#### Extracted information
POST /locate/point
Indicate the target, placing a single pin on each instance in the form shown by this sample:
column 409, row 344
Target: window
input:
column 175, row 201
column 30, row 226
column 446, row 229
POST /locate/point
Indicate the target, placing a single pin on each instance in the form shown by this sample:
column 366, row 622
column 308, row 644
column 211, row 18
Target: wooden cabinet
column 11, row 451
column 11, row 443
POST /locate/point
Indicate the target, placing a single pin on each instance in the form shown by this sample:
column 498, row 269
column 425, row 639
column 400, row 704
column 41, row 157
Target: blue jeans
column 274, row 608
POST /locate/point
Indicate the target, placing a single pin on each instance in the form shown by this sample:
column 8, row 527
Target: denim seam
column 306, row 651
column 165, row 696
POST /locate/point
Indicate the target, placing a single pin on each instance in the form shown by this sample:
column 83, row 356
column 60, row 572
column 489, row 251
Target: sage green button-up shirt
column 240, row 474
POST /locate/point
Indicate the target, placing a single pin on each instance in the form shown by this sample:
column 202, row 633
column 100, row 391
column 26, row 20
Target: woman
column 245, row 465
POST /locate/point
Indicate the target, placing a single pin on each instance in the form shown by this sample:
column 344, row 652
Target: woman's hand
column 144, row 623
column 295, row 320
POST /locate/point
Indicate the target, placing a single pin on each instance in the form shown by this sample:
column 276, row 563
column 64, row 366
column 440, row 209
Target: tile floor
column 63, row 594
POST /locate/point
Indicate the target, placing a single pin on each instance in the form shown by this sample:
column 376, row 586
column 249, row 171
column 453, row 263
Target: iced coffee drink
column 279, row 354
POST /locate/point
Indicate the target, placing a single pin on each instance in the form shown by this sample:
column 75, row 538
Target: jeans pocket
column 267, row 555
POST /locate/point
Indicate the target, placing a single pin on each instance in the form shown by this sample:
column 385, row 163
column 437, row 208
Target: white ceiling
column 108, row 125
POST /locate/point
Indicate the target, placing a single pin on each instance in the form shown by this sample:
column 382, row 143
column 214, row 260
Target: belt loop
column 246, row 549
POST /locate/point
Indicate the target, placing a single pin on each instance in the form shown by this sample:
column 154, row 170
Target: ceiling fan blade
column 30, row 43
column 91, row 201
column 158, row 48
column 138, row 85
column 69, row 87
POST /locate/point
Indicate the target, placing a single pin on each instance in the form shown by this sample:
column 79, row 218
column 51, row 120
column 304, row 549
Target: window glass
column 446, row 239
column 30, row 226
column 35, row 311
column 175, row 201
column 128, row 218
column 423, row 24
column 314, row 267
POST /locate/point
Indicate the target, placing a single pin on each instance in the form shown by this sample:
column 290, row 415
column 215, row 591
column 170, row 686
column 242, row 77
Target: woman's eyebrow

#### Requirement
Gather every line of the records above that contains the word "ceiling", and copy each one out. Case counts.

#### Response to the task
Target: white ceiling
Target: ceiling fan blade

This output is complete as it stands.